═══ Passage provided

Corresponding with how hypermediacy is an immediacy that grows out
of the frank acknowledgment of the medium and is not based on the
perfect visual re-creation of the world (Bolter and Grusin [1999]
2000:81), the “performative” feature of post-modern work
can be observed in that they are, “more and more about themselves
and its processes, less and less about objective reality and life
in the world “ (John Barth according to Carlson 1996; 131) [74.
on agitprop performances]. The suggested relation between the
double logic of immediacy and hypermediacy, post-structuralism and
performance-theory is part of a complex and interesting discussion
of performativity. In turn, this discussion is tied to the discussion
on visualisation and expressive shifts in our culture, drawn in the
previous section [75.
dichotomies and respective academic fields listed].
Trying to cover the diverse field of performance studies by recognising,
analysing, and theorising the convergence and collapse of dichotomies
or “clearly demarcated realities, hierarchies, and categories”,
Richard Schechner (2002) consider such a convergence or collapse as
at the heart of postmodernism and as a profound departure from traditional
Western performance theory: “From Plato and Aristotle forward,
theorists have agreed that theatre “imitates”, “reflects”,
“represent” or “expresses” individual actions
and social life” (Schechner 2002:116). Through developments
in photography, film and digital media questions arouse concerning
exactly what was an “original” – even if there could
be such a thing as an original” (Schechner 2002:116). This deconstructive
questioning or suspicion may be considered the fundament of the so
called “performance principle” that postmodernism applies
to all aspects of social and artistic life (Schechner 2002:114). As
I read Sechner the “performance principle” is to approach
every act, every idea, as a performative, correlating to poststructuralists
opposing “all notions of universals, originals, or firsts”

══════
═══ Given data

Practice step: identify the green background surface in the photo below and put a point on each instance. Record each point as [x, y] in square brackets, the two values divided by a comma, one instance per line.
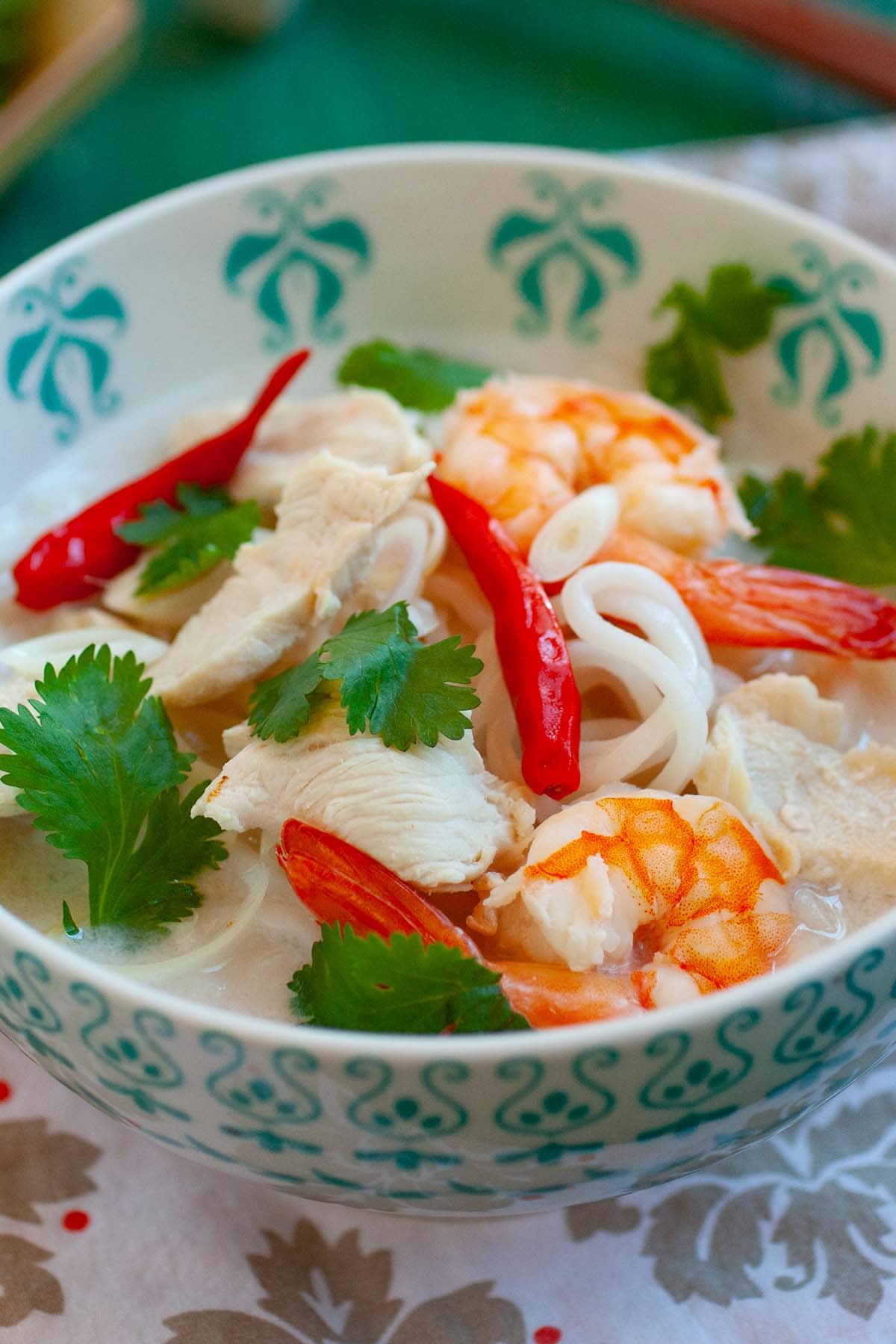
[597, 74]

══════

*The tasks*.
a: Please summarize the passage on performativity in two sentences.
b: Rewrite the part of the passage on performativity that begins at "Corresponding with how" and stops after "academic fields listed].", putting "opacity" in place of "hypermediacy".

*Answers for this exercise*.
a: The passage links hypermediacy, an immediacy that grows out of frank acknowledgment of the medium, to the performative feature of postmodern work, which is more and more about itself and its processes and less about objective reality. Drawing on Richard Schechner, it treats the collapse of dichotomies as the heart of postmodernism and a departure from the Western view that theatre imitates or represents life, with the questioning of originals serving as the basis of the "performance principle" that postmodernism applies to all social and artistic life.

b:
Corresponding with how opacity is an immediacy that grows out
of the frank acknowledgment of the medium and is not based on the
perfect visual re-creation of the world (Bolter and Grusin [1999]
2000:81), the “performative” feature of post-modern work
can be observed in that they are, “more and more about themselves
and its processes, less and less about objective reality and life
in the world “ (John Barth according to Carlson 1996; 131) [74.
on agitprop performances]. The suggested relation between the
double logic of immediacy and opacity, post-structuralism and
performance-theory is part of a complex and interesting discussion
of performativity. In turn, this discussion is tied to the discussion
on visualisation and expressive shifts in our culture, drawn in the
previous section [75.
dichotomies and respective academic fields listed].